--- TASK REQUIREMENTS ---
Gather each line of the records that contains the string "oven" and copy it in full. Case counts, so a line qualifies only if its capitalization matches.

##### DATA IN THIS EXERCISE #####

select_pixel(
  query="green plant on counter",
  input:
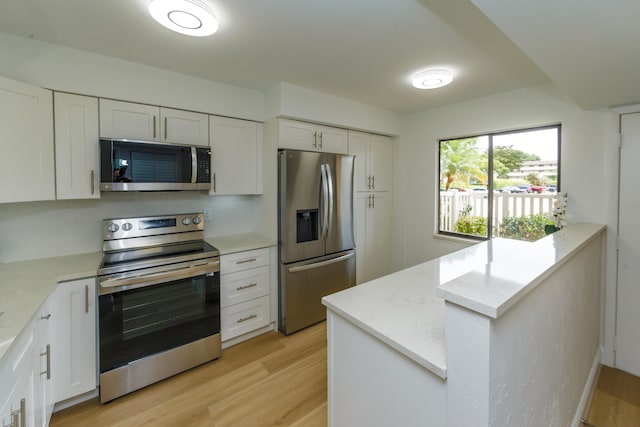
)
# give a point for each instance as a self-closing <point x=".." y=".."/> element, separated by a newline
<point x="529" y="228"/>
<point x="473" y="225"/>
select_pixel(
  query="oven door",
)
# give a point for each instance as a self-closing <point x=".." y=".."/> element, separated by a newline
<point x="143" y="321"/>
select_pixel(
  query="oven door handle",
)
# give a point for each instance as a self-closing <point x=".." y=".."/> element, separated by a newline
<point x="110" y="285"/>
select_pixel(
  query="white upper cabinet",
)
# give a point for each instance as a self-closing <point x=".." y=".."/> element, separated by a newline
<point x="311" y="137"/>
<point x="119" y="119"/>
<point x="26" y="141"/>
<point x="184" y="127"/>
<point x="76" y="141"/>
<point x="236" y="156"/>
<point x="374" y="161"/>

#####
##### DATA IN THIS EXERCISE #####

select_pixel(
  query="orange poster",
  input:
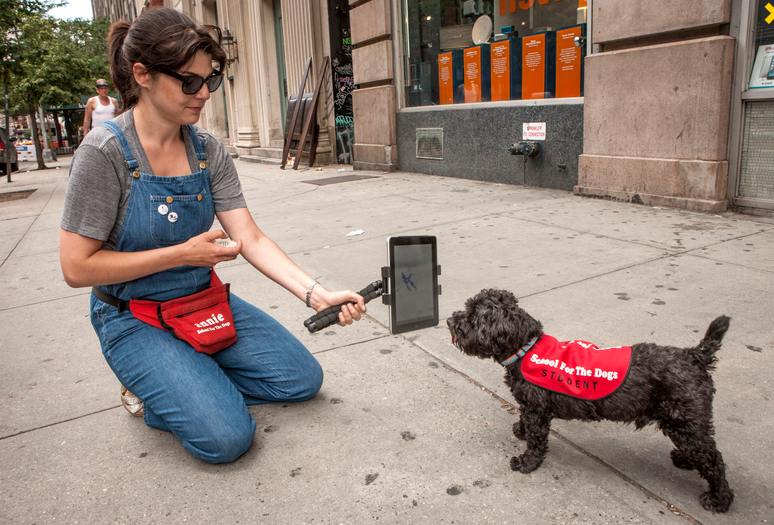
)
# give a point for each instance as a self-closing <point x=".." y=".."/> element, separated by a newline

#####
##### DATA IN THIS EXERCISE #####

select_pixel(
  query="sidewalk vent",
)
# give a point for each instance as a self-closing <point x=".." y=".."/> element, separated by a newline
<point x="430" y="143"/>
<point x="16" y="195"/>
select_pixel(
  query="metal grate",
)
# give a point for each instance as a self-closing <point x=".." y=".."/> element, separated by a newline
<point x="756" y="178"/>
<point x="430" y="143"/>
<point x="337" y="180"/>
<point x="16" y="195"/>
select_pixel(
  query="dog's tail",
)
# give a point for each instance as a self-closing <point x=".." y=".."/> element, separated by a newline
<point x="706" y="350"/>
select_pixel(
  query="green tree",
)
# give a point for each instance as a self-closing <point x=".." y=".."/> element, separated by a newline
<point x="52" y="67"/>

#####

--- RESULT BELOW ---
  query="oven door",
  query="oven door handle",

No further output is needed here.